> [Excerpt to read]
________________________________________

6. The extent of quantitative detail provided in the submissions was rather variable. This probably reflects the fact that they have been made by people who are not in senior positions with access to primary information on university or company budgets.

7. Twenty of the 44 submissions stated that their institution had already implemented redundancies or a freeze on hiring. Redundancies have taken place among academic and support staff (eg research or workshop technicians).

8. Others noted that the squeeze on spending has led to a reduction in capacity (eg the UK’s state-of-the-art neutron source, ISIS, is now operating at two-thirds of its full operational capacity). Elsewhere ageing equipment is not being serviced or renewed in order to save cash.

9. One submission reported that the National Environmental Research Council’s decision to no longer fund Masters level university courses has created a difficult situation for students of Earth and Environmental Sciences. The situation is exacerbated by the large increases in fees for Masters level courses that are likely to accompany the changes in the funding of undergraduate tuition in 2012 (the reduction in Government funding of Universities through the HEFCE teaching budget).

________________________________________

> [Data]
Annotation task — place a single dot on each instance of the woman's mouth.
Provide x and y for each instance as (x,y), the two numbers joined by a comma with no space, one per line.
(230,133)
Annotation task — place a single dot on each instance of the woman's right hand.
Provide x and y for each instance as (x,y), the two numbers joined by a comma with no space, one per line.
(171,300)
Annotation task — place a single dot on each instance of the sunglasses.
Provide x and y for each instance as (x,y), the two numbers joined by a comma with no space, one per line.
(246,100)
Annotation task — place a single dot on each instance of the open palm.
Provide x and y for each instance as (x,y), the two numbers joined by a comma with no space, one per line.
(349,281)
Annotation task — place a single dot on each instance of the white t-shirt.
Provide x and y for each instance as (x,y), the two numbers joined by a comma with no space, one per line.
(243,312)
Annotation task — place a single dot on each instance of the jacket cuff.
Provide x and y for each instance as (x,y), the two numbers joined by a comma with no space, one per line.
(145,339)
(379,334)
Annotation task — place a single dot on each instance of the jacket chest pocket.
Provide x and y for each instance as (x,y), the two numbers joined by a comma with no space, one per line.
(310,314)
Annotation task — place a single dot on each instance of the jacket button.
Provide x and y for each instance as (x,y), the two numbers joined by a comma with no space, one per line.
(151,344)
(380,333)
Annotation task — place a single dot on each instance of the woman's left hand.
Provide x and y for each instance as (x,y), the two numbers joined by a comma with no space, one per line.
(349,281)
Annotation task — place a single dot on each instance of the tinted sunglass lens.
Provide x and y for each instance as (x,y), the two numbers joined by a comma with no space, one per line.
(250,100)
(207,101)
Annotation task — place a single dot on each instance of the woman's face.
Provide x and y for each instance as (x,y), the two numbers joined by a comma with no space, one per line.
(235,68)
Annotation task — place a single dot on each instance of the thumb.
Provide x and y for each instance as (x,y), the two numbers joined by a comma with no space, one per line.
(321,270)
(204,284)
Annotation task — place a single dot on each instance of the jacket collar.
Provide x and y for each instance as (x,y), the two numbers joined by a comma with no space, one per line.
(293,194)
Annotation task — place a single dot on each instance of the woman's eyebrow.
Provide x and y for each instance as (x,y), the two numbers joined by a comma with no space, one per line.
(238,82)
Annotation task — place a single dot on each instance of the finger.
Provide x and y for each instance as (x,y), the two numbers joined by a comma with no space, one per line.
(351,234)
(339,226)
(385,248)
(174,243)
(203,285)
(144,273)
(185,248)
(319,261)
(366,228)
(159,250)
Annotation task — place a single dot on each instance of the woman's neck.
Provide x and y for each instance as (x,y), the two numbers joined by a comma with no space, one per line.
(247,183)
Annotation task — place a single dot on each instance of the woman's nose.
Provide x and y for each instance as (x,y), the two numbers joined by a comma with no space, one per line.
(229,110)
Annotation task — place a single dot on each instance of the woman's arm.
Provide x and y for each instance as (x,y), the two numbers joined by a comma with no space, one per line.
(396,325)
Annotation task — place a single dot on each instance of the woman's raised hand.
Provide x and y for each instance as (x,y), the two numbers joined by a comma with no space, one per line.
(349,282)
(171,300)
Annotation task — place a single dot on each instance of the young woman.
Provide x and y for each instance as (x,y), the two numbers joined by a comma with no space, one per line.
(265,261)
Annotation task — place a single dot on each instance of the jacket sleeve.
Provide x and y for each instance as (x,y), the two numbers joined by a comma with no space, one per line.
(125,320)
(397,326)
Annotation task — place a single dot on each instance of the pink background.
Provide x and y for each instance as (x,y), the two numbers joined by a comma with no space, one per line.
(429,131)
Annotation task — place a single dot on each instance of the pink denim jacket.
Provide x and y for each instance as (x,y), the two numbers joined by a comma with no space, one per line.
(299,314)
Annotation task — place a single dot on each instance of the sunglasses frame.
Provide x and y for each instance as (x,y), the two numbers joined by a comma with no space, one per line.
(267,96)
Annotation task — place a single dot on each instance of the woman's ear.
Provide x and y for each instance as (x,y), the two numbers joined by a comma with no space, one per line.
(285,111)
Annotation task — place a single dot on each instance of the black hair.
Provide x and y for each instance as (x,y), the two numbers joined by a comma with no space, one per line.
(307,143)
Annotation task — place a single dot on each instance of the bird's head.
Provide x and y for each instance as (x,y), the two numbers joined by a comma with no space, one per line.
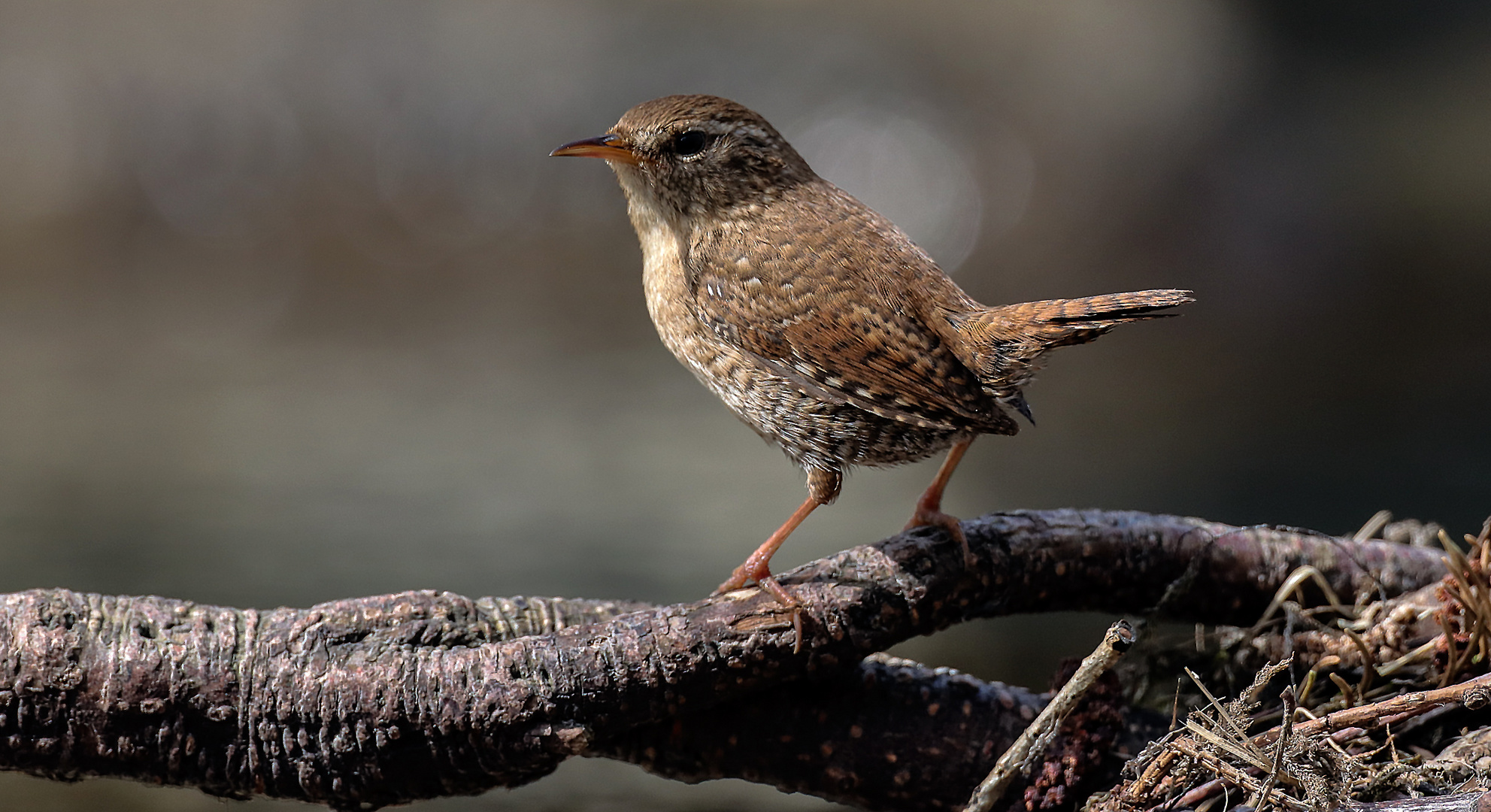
(697,156)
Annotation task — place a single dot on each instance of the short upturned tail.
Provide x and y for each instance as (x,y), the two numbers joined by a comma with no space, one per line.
(1004,344)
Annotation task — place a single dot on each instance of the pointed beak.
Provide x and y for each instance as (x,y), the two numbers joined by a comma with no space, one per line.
(611,148)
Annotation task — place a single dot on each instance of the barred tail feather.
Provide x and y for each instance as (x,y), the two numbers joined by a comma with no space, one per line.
(1002,344)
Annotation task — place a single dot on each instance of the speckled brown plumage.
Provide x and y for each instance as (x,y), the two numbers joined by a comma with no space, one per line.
(811,317)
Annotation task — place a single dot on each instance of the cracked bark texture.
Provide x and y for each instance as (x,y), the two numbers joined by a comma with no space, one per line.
(376,701)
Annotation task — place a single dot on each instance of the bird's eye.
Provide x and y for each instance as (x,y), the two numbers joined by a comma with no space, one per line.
(689,144)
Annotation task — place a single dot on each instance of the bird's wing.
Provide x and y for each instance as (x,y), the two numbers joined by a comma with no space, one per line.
(798,297)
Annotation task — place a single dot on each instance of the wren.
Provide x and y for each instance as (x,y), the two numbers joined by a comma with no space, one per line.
(817,321)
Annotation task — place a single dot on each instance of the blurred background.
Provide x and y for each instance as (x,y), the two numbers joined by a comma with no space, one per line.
(294,308)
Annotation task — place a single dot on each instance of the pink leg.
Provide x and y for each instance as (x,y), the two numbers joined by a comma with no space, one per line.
(929,507)
(756,565)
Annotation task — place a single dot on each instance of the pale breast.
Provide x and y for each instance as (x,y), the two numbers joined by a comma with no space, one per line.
(813,432)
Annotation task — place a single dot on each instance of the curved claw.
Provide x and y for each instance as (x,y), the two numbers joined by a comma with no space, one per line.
(926,517)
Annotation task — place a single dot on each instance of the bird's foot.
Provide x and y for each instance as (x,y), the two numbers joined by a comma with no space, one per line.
(934,517)
(746,574)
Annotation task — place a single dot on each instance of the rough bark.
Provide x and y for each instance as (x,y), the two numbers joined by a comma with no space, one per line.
(365,702)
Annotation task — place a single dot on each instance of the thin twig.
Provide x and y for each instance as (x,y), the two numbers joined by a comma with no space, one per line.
(1034,741)
(1278,751)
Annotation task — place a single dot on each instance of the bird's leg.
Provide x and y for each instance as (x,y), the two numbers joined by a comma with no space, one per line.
(756,565)
(929,507)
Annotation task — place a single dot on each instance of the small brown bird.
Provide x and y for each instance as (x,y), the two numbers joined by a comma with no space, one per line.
(816,320)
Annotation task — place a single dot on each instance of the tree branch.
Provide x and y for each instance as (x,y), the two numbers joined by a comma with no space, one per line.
(365,702)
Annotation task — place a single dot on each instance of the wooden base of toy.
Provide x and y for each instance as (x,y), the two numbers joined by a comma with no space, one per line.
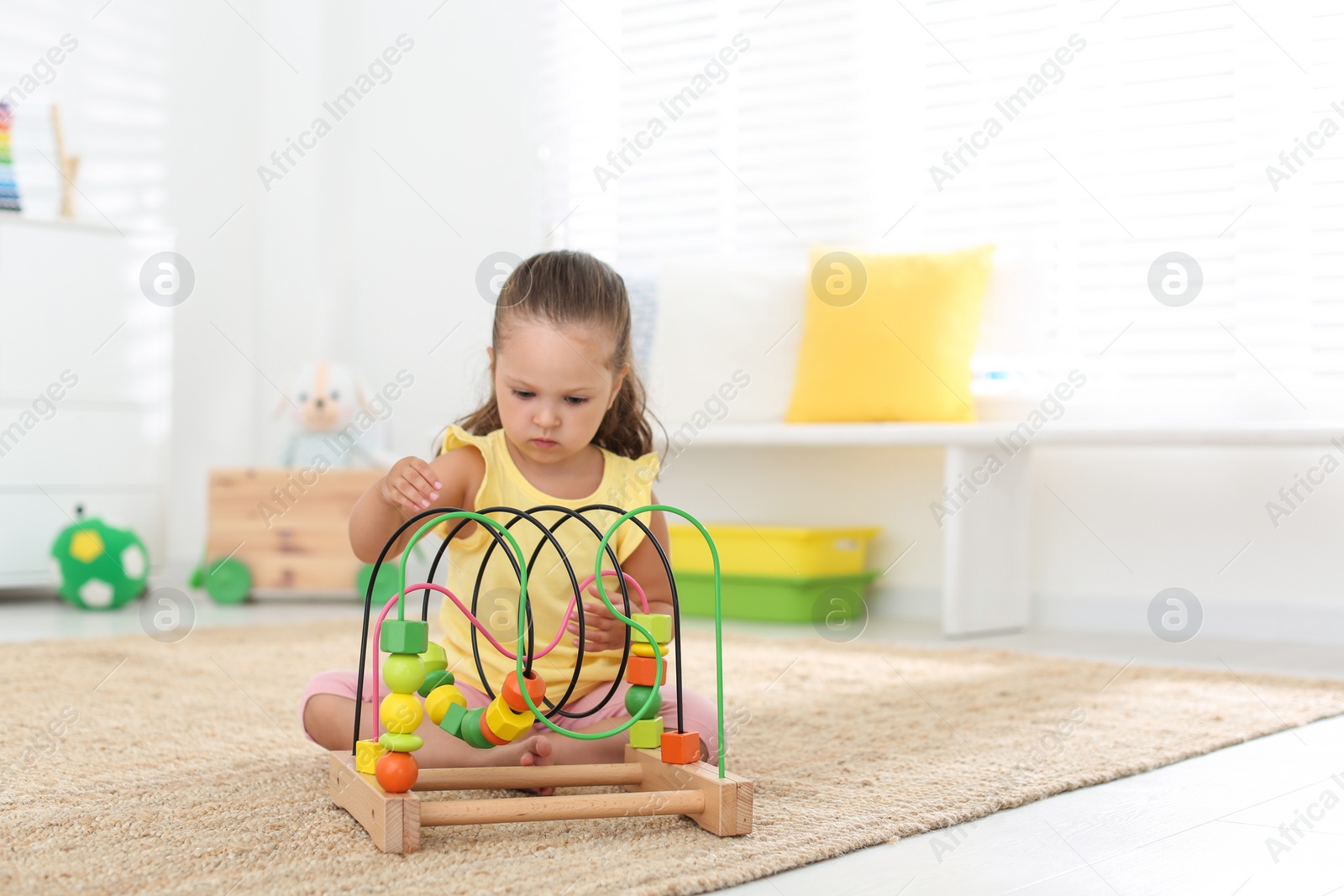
(394,821)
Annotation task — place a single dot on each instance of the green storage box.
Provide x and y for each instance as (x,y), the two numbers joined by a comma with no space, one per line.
(776,598)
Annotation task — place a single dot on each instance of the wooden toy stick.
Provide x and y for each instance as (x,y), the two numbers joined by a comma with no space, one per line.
(491,812)
(528,777)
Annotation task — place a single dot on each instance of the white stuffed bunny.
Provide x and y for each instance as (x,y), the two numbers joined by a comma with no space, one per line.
(335,425)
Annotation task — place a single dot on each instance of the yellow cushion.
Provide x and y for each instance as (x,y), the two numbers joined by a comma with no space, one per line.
(890,338)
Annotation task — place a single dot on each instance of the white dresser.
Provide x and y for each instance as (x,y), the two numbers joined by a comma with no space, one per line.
(74,322)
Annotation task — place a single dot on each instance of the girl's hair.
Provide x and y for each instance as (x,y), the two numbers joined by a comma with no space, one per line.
(568,288)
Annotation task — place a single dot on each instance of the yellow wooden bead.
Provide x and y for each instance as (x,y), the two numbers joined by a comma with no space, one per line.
(401,712)
(647,734)
(658,624)
(504,721)
(367,754)
(440,699)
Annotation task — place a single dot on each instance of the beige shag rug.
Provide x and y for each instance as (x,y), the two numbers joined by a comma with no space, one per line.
(139,768)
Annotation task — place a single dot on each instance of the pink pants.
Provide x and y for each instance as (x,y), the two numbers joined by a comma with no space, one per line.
(698,714)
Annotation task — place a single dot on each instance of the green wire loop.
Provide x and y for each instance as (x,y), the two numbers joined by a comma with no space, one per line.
(601,587)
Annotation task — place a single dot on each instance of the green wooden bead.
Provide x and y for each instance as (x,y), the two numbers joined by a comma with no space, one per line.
(636,696)
(454,719)
(647,734)
(403,672)
(403,636)
(403,743)
(470,730)
(658,624)
(434,658)
(434,679)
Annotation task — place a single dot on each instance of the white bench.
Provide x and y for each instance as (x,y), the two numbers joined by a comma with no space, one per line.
(987,540)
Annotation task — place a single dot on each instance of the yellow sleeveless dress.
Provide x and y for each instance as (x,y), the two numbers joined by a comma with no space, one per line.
(625,484)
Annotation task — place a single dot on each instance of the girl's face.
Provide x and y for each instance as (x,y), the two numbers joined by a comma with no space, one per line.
(553,385)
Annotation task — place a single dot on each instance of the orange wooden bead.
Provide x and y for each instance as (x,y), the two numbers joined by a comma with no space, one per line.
(680,747)
(396,772)
(640,671)
(535,689)
(490,735)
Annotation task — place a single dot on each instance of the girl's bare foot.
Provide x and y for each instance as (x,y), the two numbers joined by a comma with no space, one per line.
(537,752)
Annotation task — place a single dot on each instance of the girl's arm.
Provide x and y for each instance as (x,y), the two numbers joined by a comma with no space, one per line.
(605,631)
(410,486)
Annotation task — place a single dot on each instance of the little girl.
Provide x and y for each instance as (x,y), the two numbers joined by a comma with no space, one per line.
(564,425)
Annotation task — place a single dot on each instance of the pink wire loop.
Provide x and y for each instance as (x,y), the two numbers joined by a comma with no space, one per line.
(569,614)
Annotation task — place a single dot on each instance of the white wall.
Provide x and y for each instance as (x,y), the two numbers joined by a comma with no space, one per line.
(349,258)
(340,258)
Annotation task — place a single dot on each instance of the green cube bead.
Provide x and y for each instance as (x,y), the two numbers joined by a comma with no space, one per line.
(454,719)
(436,679)
(403,672)
(401,743)
(434,658)
(647,734)
(470,730)
(403,636)
(636,696)
(658,624)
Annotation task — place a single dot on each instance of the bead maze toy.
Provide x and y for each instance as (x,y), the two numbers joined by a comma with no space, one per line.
(378,781)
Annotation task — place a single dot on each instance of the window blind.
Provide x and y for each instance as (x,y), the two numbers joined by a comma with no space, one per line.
(1126,130)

________________________________________

> [List of tasks]
**A)** Summarize the passage on research spending cuts in two sentences.
**B)** Output the passage on research spending cuts from "7. Twenty of" to "or workshop technicians).", word for word.

> [Worked answers]
**A)** The submissions varied in how much quantitative detail they gave, and twenty of the 44 said their institution had already made redundancies or frozen hiring. Others reported reduced capacity, unserviced ageing equipment, and difficulties for Earth and Environmental Sciences students after the National Environmental Research Council stopped funding Masters courses.

**B)**
7. Twenty of the 44 submissions stated that their institution had already implemented redundancies or a freeze on hiring. Redundancies have taken place among academic and support staff (eg research or workshop technicians).